PROBLEM TO SOLVE:
Can you format each line of the listing below as a JSON list of strings, one string per line, leaving out blank lines?

--- EXTRACTED INFORMATION ---

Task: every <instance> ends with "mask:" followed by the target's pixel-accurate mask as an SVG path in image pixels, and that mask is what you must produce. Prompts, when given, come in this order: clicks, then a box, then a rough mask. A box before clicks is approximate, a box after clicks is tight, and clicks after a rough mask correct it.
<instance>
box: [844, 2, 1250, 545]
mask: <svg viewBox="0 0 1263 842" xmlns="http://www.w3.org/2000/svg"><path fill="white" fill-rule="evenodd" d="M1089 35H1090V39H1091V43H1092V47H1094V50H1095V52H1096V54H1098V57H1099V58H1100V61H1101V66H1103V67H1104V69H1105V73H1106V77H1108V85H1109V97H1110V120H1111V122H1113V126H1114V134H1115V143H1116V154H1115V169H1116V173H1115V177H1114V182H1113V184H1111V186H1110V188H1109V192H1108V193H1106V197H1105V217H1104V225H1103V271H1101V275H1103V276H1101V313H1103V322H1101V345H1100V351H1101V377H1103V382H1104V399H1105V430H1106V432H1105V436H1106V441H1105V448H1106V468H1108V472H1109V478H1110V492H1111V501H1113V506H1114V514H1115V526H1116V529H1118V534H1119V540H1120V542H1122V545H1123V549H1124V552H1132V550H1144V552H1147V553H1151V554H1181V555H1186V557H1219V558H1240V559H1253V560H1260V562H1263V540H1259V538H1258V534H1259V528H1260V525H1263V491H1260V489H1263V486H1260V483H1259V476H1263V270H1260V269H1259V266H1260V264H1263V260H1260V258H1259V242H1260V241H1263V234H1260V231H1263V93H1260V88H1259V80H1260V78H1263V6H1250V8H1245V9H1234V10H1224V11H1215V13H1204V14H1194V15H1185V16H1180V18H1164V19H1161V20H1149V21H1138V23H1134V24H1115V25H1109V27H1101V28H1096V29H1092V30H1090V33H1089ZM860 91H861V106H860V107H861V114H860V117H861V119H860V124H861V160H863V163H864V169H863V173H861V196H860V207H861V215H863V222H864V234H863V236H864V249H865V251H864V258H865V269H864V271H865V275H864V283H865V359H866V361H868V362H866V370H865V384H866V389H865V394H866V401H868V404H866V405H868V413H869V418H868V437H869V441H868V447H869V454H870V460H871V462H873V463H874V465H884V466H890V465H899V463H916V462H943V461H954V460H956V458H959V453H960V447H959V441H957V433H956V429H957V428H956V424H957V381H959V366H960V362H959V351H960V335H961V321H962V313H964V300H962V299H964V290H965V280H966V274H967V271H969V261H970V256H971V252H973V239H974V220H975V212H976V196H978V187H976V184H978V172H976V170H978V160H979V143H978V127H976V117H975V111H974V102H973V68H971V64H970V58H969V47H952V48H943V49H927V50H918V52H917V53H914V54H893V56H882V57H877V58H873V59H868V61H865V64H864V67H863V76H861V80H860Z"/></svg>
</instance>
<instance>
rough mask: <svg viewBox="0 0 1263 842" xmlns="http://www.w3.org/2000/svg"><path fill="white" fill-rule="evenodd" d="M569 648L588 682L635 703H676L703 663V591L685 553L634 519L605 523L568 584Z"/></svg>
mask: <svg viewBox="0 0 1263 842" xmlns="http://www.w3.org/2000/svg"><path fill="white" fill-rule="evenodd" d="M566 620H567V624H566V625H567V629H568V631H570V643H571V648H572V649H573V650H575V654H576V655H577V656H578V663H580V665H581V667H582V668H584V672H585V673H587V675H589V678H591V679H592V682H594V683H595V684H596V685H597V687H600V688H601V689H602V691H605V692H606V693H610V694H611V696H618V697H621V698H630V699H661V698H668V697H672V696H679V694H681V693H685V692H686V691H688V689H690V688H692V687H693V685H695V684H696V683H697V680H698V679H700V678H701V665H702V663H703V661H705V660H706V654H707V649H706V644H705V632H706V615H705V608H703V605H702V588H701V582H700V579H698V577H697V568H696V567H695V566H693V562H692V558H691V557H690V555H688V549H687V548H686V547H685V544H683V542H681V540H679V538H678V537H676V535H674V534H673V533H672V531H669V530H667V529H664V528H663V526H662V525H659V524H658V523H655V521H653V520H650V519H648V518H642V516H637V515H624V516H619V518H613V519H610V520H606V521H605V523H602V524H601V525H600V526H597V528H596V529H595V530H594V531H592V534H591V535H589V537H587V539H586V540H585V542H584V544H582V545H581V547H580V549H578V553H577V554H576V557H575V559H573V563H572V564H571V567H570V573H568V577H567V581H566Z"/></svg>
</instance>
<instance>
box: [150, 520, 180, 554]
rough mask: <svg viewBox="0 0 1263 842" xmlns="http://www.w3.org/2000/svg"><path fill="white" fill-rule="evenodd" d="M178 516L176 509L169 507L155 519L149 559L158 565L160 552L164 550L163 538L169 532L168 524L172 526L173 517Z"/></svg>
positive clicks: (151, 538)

---

EXERCISE RESPONSE:
[
  "Task: every <instance> ends with \"mask:\" followed by the target's pixel-accurate mask as an SVG path in image pixels, and that mask is what you must produce. Prompts, when given, come in this order: clicks, then a box, then a rough mask. A box before clicks is approximate, a box after clicks is tight, and clicks after a rough mask correct it.",
  "<instance>",
  "box: [844, 2, 1250, 545]",
  "mask: <svg viewBox=\"0 0 1263 842\" xmlns=\"http://www.w3.org/2000/svg\"><path fill=\"white\" fill-rule=\"evenodd\" d=\"M1089 35H1090V39H1091V43H1092V47H1094V50H1095V52H1096V54H1098V57H1099V58H1100V61H1101V66H1103V67H1104V69H1105V73H1106V77H1108V85H1109V97H1110V120H1111V122H1113V126H1114V134H1115V143H1116V154H1115V169H1116V173H1115V177H1114V182H1113V184H1111V186H1110V188H1109V192H1108V193H1106V197H1105V217H1104V225H1103V271H1101V275H1103V276H1101V313H1103V322H1101V345H1100V351H1101V377H1103V382H1104V399H1105V430H1106V432H1105V436H1106V441H1105V448H1106V468H1108V472H1109V478H1110V492H1111V501H1113V506H1114V514H1115V526H1116V529H1118V534H1119V540H1120V542H1122V545H1123V549H1124V552H1132V550H1144V552H1147V553H1151V554H1181V555H1186V557H1219V558H1240V559H1253V560H1260V562H1263V540H1259V538H1258V534H1259V528H1260V525H1263V491H1260V489H1263V486H1260V483H1259V476H1263V270H1260V269H1259V266H1260V264H1263V260H1260V258H1259V242H1260V241H1263V234H1260V231H1263V93H1260V88H1259V80H1260V78H1263V6H1250V8H1245V9H1234V10H1224V11H1215V13H1204V14H1194V15H1185V16H1180V18H1164V19H1161V20H1149V21H1138V23H1134V24H1115V25H1109V27H1101V28H1096V29H1092V30H1090V33H1089ZM860 91H861V106H860V107H861V114H860V117H861V119H860V124H861V160H863V163H864V169H863V173H861V196H860V207H861V215H863V222H864V234H863V236H864V249H865V251H864V258H865V269H864V271H865V275H864V283H865V359H866V361H868V362H866V370H865V384H866V389H865V394H866V401H868V404H866V405H868V413H869V418H868V437H869V441H868V447H869V454H870V460H871V462H873V463H874V465H884V466H890V465H899V463H916V462H943V461H954V460H956V458H959V453H960V447H959V441H957V433H956V429H957V428H956V424H957V381H959V366H960V362H959V351H960V335H961V321H962V313H964V300H962V299H964V290H965V280H966V274H967V271H969V261H970V256H971V252H973V239H974V220H975V212H976V196H978V187H976V184H978V172H976V170H978V160H979V143H978V127H976V117H975V111H974V102H973V68H971V64H970V58H969V47H952V48H943V49H927V50H918V52H917V53H914V54H893V56H882V57H877V58H873V59H868V61H865V64H864V67H863V76H861V80H860Z\"/></svg>",
  "</instance>",
  "<instance>",
  "rough mask: <svg viewBox=\"0 0 1263 842\" xmlns=\"http://www.w3.org/2000/svg\"><path fill=\"white\" fill-rule=\"evenodd\" d=\"M569 648L588 682L635 703H676L703 663V591L685 553L634 519L605 523L568 584Z\"/></svg>",
  "mask: <svg viewBox=\"0 0 1263 842\" xmlns=\"http://www.w3.org/2000/svg\"><path fill=\"white\" fill-rule=\"evenodd\" d=\"M566 620H567V624H566V625H567V629H568V631H570V643H571V648H572V649H573V650H575V654H576V655H577V656H578V663H580V665H581V667H582V668H584V672H585V673H587V675H589V678H591V679H592V682H594V683H595V684H596V685H597V687H600V688H601V689H602V691H605V692H606V693H610V694H611V696H618V697H621V698H630V699H661V698H668V697H672V696H679V694H681V693H685V692H686V691H688V689H690V688H692V687H693V685H695V684H696V683H697V680H698V679H700V678H701V665H702V663H703V661H705V660H706V654H707V649H706V644H705V632H706V615H705V608H703V605H702V588H701V582H700V579H698V577H697V568H696V567H695V566H693V562H692V558H691V557H690V555H688V549H687V548H686V547H685V544H683V542H681V540H679V538H678V537H676V535H674V534H673V533H672V531H669V530H667V529H664V528H663V526H662V525H659V524H658V523H655V521H653V520H650V519H648V518H642V516H637V515H624V516H619V518H613V519H610V520H606V521H605V523H602V524H601V525H600V526H597V528H596V529H595V530H594V531H592V534H591V535H589V537H587V539H586V540H585V542H584V544H582V545H581V547H580V549H578V553H577V554H576V557H575V559H573V563H572V564H571V567H570V573H568V577H567V581H566Z\"/></svg>",
  "</instance>",
  "<instance>",
  "box: [150, 520, 180, 554]",
  "rough mask: <svg viewBox=\"0 0 1263 842\" xmlns=\"http://www.w3.org/2000/svg\"><path fill=\"white\" fill-rule=\"evenodd\" d=\"M178 516L176 509L169 507L155 519L149 559L158 565L160 552L164 550L163 538L169 532L168 524L172 526L173 517Z\"/></svg>",
  "positive clicks: (151, 538)"
]